* Work required *
Look for "[locate] snow-covered ground" in the records below, then copy that line and every line after it, exactly and with nothing added.

[Entries taken from a collection]
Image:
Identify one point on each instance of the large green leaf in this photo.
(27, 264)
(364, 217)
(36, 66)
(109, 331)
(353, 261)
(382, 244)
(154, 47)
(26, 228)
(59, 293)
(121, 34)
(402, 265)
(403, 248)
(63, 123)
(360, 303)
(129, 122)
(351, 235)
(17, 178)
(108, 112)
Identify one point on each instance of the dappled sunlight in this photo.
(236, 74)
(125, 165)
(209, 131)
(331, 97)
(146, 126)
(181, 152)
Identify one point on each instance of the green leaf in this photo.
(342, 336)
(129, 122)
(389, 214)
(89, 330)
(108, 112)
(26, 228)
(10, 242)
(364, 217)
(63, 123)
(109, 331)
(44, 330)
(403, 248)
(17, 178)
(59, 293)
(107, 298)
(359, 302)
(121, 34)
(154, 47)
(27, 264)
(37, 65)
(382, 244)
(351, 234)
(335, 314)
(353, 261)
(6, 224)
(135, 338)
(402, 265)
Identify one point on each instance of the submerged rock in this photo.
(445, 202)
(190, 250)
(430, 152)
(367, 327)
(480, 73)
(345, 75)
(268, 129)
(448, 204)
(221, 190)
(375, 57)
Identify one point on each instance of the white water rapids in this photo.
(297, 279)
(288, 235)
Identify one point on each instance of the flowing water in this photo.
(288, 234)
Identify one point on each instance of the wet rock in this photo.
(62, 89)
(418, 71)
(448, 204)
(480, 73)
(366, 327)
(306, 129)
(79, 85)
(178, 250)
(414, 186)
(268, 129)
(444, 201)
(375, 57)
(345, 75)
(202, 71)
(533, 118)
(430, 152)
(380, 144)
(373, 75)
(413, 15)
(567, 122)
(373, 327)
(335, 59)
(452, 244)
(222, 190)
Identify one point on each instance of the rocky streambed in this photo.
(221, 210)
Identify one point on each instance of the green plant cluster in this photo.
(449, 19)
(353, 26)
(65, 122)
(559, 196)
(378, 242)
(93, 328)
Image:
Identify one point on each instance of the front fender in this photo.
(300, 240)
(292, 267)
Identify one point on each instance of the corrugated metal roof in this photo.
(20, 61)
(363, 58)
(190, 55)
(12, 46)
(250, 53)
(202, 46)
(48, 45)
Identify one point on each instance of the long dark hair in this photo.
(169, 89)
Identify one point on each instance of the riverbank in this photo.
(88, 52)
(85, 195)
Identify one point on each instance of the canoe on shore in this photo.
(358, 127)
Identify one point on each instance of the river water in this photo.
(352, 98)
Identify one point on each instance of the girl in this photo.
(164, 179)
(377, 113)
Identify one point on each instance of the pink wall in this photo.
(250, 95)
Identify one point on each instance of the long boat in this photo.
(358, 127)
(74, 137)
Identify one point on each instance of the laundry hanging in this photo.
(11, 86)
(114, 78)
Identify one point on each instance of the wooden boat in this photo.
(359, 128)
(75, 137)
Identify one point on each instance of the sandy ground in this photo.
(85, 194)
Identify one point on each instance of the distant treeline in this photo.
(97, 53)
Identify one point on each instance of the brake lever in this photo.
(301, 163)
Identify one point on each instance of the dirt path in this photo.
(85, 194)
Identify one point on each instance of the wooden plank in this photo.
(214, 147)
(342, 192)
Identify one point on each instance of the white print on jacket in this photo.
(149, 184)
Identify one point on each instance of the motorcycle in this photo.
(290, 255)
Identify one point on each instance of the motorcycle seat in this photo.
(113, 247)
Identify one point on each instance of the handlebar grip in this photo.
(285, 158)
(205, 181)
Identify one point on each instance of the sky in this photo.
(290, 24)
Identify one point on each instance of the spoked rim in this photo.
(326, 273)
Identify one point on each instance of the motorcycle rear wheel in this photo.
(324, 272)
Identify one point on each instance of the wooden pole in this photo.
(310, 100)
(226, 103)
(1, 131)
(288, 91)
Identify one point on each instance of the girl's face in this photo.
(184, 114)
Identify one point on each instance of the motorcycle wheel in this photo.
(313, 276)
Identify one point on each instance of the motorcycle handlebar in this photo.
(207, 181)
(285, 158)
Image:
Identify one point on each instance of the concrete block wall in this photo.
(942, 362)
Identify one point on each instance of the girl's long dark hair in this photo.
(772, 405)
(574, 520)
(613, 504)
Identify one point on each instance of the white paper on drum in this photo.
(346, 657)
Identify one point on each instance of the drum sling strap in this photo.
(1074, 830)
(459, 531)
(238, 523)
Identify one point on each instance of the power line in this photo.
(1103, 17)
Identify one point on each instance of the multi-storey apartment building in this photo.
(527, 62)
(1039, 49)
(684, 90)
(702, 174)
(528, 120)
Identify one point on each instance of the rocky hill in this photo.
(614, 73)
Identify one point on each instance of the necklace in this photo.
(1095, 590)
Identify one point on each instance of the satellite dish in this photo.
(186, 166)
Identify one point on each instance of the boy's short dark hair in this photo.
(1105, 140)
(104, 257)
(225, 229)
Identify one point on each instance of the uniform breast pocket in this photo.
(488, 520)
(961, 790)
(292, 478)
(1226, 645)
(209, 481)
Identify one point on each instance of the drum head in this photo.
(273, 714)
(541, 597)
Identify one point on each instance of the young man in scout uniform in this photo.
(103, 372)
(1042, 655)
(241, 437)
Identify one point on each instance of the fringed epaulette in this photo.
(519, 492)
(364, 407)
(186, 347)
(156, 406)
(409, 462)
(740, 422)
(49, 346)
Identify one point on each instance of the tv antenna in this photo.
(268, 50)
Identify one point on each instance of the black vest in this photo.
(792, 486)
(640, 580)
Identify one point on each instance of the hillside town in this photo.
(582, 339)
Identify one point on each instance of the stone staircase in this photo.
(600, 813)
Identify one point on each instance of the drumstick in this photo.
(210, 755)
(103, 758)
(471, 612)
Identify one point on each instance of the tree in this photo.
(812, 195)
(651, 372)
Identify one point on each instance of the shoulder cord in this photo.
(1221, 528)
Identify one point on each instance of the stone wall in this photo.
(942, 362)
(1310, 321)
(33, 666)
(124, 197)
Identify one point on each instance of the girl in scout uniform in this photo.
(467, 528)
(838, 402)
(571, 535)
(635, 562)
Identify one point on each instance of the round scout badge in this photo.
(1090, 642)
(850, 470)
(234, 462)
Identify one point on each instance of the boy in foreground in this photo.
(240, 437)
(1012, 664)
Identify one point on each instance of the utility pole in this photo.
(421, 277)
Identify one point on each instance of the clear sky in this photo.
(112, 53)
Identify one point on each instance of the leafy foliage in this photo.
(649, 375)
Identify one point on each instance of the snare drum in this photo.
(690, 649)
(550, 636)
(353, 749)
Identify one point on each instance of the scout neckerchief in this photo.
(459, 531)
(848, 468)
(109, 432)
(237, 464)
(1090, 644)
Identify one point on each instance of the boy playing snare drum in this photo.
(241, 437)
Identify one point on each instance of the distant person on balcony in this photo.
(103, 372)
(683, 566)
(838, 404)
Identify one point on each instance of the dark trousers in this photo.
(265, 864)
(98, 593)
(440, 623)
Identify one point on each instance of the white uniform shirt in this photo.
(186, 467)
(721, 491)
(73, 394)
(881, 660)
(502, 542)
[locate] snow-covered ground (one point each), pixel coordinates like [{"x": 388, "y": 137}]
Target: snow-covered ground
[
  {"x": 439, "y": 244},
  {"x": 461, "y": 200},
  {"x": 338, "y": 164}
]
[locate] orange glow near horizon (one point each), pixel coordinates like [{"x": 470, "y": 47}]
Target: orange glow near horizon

* Exercise solution *
[locate] snow-covered ground (one point each), pixel coordinates like [{"x": 388, "y": 137}]
Target: snow-covered ground
[
  {"x": 439, "y": 244},
  {"x": 461, "y": 200},
  {"x": 338, "y": 164}
]
[locate] orange glow near horizon (one point each), pixel coordinates like [{"x": 470, "y": 47}]
Target: orange glow near horizon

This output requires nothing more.